--- SOURCE PASSAGE ---

"Biggest Change In Casino Gaming" Bill Unanimously Passes Senate Committee

The Indiana Senate Public Policy Committee voted to advance Senate Bill 552 on Wednesday.

File photo.

(Rising Sun, Ind.) - A bill which could send some of the slots and table games collecting dust at Rising Star Casino in Rising Sun elsewhere has passed an Indiana Senate committee.

The Senate Public Policy Committee vote on Senate Bill 552 was a unanimous 10-0 on Wednesday. The legislation authored by senators Mark Messer (R-Jasper) and John Ford (R-Terre Haute) is being called the biggest potential change to Indiana casino gaming since it was legalized in the 1990s.

The bill would send one of the casinos from Gary down to Terre Haute, if Vigo County voters would approve. Lawmakers say numbers show that the casinos in Gary are underperforming.

--- REQUIRED TASKS ---
- a) Edit the casino bill article between "The Senate Public" and "in the 1990s.", inclusive, so that "measure" replaces "legislation".
- b) Proceed with the article on the Indiana casino bill, picking up after its final sentence.
The lines that come next are from a separate source.

--- SUPPLIED RECORDS ---
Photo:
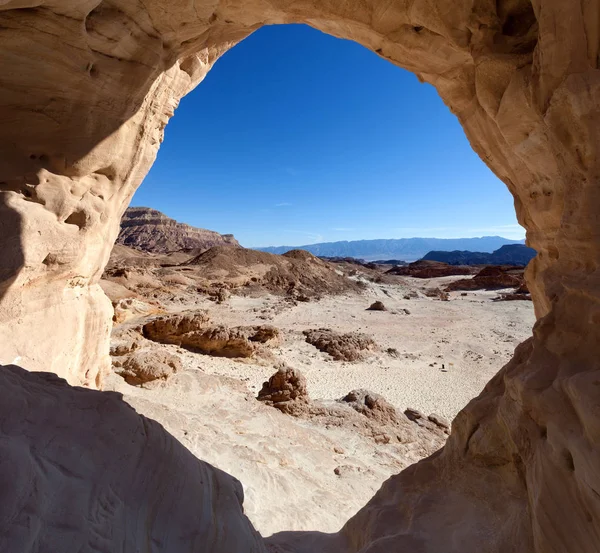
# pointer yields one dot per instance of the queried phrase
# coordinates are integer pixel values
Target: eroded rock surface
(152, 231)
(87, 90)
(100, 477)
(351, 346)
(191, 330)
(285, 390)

...

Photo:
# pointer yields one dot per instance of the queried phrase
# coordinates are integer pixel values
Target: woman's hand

--- EXERCISE ANSWERS ---
- a)
The Senate Public Policy Committee vote on Senate Bill 552 was a unanimous 10-0 on Wednesday. The measure authored by senators Mark Messer (R-Jasper) and John Ford (R-Terre Haute) is being called the biggest potential change to Indiana casino gaming since it was legalized in the 1990s.

- b)
It would also allow other Indiana casinos, including Rising Star Casino, to compete for the ability to place some of their games at a Terre Haute casino. Rising Star Casino executives have lobbied in favor of the bill.

A similar bill failed on a 5-5 vote in committee last year. That proposal only gave Rising Star Casino the ability to split off some of its games to western Indiana, but this year's bill includes language allowing all Indiana casino license holders to compete for the opportunity.

RELATED: 2018 Casino Revenues Don't Fluctuate Much

State Sen. Chip Perfect (R-Lawrenceburg) has told Eagle Country 99.3 that the bill has a lot of moving parts.

“The casino operators would prefer the status quo, so there is some resistance to change. So far, at least, the big concern is to make sure that they continue to honor the deal we made in the last budget cycle to let the industry reach the new equilibrium with some of these changes before we start messing with some of the money that goes to local communities,” said Perfect.

Chairman of the committee, Senator Ron Alting (R-Lafayette), said state casino revenue has declined from just over $600 million in 2012 to about $282 million last year.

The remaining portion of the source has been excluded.